• **PASSAGE**
**********

Model Comparisons
Model Comparison
This section of multiple regression is going to explore model comparison, to guide the selection of the best fitting model from a set of competing models.
library(tidyverse)
## ── Attaching packages ─────────────────────────────────────── tidyverse 1.3.2 ──
## ✔ ggplot2 3.3.6 ✔ purrr 0.3.4
## ✔ tibble 3.1.8 ✔ dplyr 1.0.10
## ✔ tidyr 1.2.1 ✔ stringr 1.4.1
## ✔ readr 2.1.2 ✔ forcats 0.5.2
## ── Conflicts ────────────────────────────────────────── tidyverse_conflicts() ──
## ✖ dplyr::filter() masks stats::filter()
## ✖ dplyr::lag() masks stats::lag()
library(ggformula)
## Loading required package: ggstance
##
## Attaching package: 'ggstance'
##
## The following objects are masked from 'package:ggplot2':
##
## geom_errorbarh, GeomErrorbarh
##
## Loading required package: scales
##
## Attaching package: 'scales'
##
## The following object is masked from 'package:purrr':
##
## discard
##
## The following object is masked from 'package:readr':
##
## col_factor
##
## Loading required package: ggridges
##
## New to ggformula? Try the tutorials:
## learnr::run_tutorial("introduction", package = "ggformula")
## learnr::run_tutorial("refining", package = "ggformula")
theme_set(theme_bw(base_size = 18))
college <- read_csv("https://raw.githubusercontent.com/lebebr01/statthink/main/data-raw/College-scorecard-4143.csv") %>%
mutate(act_mean = actcmmid - mean(actcmmid, na.rm = TRUE),
cost_mean = costt4_a - mean(costt4_a, na.rm = TRUE)) %>%
drop_na(act_mean, cost_mean)
## Rows: 7058 Columns: 16
## ── Column specification ────────────────────────────────────────────────────────
## Delimiter: ","
## chr (6): instnm, city, stabbr, preddeg, region, locale
## dbl (10): adm_rate, actcmmid, ugds, costt4_a, costt4_p, tuitionfee_in, tuiti...

**********

• **PROBLEM 1**
Set down everything in the model comparison passage from "Model Comparisons" down to "library(ggformula)", word for word.
• **PROBLEM 2**
Continue the model comparison tutorial, starting right after its last line.

• **INFORMATION GIVEN**
**********

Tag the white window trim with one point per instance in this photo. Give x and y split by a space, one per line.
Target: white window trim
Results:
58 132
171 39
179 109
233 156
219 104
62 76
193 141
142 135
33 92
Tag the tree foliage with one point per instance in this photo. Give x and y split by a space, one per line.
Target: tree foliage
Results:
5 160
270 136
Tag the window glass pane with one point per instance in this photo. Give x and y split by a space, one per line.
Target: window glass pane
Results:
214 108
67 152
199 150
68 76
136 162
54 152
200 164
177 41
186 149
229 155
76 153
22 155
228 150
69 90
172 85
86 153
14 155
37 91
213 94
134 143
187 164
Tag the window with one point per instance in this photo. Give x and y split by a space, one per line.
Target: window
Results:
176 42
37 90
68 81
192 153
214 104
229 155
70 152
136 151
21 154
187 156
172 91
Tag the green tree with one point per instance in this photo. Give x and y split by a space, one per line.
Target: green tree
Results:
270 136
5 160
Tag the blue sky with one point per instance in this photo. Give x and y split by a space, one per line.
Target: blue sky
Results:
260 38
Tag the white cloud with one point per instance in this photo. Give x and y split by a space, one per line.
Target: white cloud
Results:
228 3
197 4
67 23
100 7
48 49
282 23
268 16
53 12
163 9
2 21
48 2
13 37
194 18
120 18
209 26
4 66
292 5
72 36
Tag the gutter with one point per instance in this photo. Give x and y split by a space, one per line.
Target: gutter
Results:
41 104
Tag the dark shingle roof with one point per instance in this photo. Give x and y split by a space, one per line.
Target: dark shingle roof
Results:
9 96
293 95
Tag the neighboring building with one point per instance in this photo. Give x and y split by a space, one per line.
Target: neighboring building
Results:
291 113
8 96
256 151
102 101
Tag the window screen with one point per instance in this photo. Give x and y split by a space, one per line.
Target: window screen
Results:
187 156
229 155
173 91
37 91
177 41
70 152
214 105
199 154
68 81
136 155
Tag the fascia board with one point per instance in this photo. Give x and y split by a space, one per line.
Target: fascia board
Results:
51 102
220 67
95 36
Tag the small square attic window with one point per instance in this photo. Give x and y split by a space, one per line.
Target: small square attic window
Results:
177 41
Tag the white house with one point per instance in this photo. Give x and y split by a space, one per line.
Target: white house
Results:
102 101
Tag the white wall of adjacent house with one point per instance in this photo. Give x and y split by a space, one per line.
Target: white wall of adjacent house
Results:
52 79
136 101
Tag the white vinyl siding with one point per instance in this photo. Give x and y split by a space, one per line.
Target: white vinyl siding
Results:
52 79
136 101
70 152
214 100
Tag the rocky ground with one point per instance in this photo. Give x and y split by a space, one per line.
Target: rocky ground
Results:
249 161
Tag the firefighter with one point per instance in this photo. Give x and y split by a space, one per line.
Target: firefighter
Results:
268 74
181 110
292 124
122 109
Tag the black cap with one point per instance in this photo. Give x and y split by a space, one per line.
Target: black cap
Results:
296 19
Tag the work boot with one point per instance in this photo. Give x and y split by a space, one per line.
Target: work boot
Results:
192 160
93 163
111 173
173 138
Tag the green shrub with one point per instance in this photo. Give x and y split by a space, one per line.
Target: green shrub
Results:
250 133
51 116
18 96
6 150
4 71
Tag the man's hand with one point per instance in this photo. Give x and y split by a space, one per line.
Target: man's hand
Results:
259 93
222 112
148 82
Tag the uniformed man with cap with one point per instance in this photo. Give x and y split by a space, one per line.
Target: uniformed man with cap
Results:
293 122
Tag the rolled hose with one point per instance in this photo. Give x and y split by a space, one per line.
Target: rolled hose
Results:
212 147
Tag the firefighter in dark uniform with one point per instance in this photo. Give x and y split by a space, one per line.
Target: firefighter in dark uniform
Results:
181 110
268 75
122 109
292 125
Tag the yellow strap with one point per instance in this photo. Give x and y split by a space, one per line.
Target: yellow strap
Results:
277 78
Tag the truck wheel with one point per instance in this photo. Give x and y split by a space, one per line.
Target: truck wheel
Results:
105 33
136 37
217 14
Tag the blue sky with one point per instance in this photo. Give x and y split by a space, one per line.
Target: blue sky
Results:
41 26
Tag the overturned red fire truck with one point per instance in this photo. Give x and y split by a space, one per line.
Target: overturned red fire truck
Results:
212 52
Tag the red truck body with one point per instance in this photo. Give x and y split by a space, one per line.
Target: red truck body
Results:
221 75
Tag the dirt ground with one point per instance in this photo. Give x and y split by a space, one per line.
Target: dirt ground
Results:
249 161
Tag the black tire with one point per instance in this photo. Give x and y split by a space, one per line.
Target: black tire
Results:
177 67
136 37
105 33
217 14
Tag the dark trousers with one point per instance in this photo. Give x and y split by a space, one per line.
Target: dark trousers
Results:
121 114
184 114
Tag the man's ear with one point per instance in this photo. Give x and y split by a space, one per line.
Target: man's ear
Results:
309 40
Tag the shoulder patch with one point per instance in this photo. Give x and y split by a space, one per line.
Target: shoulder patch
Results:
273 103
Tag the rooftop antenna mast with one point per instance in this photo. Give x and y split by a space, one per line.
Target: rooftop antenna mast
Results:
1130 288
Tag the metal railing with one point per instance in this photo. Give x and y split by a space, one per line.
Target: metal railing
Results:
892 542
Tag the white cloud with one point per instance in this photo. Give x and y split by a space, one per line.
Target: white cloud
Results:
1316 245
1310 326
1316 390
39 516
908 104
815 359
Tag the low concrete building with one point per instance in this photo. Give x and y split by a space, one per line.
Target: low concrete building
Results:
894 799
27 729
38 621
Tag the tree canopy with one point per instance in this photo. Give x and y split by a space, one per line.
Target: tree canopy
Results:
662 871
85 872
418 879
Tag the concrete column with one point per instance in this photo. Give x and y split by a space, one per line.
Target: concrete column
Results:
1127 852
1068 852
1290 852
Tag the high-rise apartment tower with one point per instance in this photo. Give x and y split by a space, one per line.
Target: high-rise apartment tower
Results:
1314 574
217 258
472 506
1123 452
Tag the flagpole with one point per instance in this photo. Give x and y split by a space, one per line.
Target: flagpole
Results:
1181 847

**********

• **FINAL ANSWER 1**
Model Comparisons
Model Comparison
This section of multiple regression is going to explore model comparison, to guide the selection of the best fitting model from a set of competing models.
library(tidyverse)
## ── Attaching packages ─────────────────────────────────────── tidyverse 1.3.2 ──
## ✔ ggplot2 3.3.6 ✔ purrr 0.3.4
## ✔ tibble 3.1.8 ✔ dplyr 1.0.10
## ✔ tidyr 1.2.1 ✔ stringr 1.4.1
## ✔ readr 2.1.2 ✔ forcats 0.5.2
## ── Conflicts ────────────────────────────────────────── tidyverse_conflicts() ──
## ✖ dplyr::filter() masks stats::filter()
## ✖ dplyr::lag() masks stats::lag()
library(ggformula)

• **FINAL ANSWER 2**
##
## ℹ Use `spec()` to retrieve the full column specification for this data.
## ℹ Specify the column types or set `show_col_types = FALSE` to quiet this message.
head(college)
## # A tibble: 6 × 18
## instnm city stabbr preddeg region locale adm_r…¹ actcm…² ugds costt…³
## <chr> <chr> <chr> <chr> <chr> <chr> <dbl> <dbl> <dbl> <dbl>
## 1 Alabama A & … Norm… AL Bachel… South… City:… 0.903 18 4824 22886
## 2 University o… Birm… AL Bachel… South… City:… 0.918 25 12866 24129
## 3 University o… Hunt… AL Bachel… South… City:… 0.812 28 6917 22108
## 4 Alabama Stat… Mont… AL Bachel… South… City:… 0.979 18 4189 19413
## 5 The Universi… Tusc… AL Bachel… South… City:… 0.533 28 32387 28836
## 6 Auburn Unive… Mont… AL Bachel… South… City:… 0.825 22 4211 19892
## # … with 8 more variables: costt4_p <dbl>, tuitionfee_in <dbl>,
## # tuitionfee_out <dbl>, debt_mdn <dbl>, grad_debt_mdn <dbl>, female <dbl>,
## # act_mean <dbl>, cost_mean <dbl>, and abbreviated variable names ¹adm_rate,
## # ²actcmmid, ³costt4_a
dim(college)
## [1] 1281 18
adm_mult_reg <- lm(adm_rate ~ act_mean + cost_mean, data = college)
summary(adm_mult_reg)
##
## Call:
## lm(formula = adm_rate ~ act_mean + cost_mean, data = college)
##
## Residuals:
## Min 1Q Median 3Q Max
## -0.65484 -0.12230 0.02291 0.13863 0.37054
##
## Coefficients:
## Estimate Std. Error t value Pr(>|t|)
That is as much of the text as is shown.